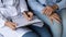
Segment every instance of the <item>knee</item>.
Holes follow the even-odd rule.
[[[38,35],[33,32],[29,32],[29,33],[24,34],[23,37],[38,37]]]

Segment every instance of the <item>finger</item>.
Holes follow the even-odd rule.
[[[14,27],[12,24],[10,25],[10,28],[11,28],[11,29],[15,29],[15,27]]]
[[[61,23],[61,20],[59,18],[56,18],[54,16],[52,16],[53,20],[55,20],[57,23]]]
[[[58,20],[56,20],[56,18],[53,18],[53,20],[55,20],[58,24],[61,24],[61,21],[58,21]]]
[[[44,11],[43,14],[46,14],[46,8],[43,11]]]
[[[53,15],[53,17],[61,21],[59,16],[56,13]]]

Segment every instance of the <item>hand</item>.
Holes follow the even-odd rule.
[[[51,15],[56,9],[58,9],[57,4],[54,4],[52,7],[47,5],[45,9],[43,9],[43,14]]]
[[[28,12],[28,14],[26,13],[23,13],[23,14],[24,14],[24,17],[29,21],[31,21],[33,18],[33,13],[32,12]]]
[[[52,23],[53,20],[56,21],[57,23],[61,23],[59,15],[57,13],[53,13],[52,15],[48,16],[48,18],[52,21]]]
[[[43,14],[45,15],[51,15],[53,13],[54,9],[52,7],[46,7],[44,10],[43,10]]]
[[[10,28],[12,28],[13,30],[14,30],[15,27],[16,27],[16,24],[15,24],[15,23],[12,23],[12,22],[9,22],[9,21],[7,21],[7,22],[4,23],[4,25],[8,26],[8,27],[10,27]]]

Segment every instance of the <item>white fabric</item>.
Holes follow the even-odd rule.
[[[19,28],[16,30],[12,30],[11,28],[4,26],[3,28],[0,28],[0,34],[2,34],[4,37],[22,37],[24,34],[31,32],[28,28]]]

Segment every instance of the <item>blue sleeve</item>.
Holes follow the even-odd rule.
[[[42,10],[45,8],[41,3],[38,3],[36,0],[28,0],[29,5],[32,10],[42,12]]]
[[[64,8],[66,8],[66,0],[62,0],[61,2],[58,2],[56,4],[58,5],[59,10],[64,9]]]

* [Requirement]: Rewrite the rows, starting at the line that holds "Segment every instance of the <item>white" and running through the last line of the rows, as a numbered list with blank lines left out. Include that first line and the final line.

* [Worked solution]:
1. Segment every instance of the <item>white fabric</item>.
2. Holes follow the even-odd rule.
3. [[[19,28],[16,30],[12,30],[11,28],[4,26],[3,28],[0,28],[0,34],[2,34],[4,37],[22,37],[24,34],[31,32],[28,28]]]
4. Segment every instance of the <item>blue sleeve</item>.
5. Holes follow the even-odd rule.
6. [[[42,10],[45,8],[41,3],[38,3],[36,0],[28,0],[29,5],[32,10],[42,12]]]
7. [[[64,8],[66,8],[66,0],[62,0],[61,2],[58,2],[56,4],[58,5],[59,10],[64,9]]]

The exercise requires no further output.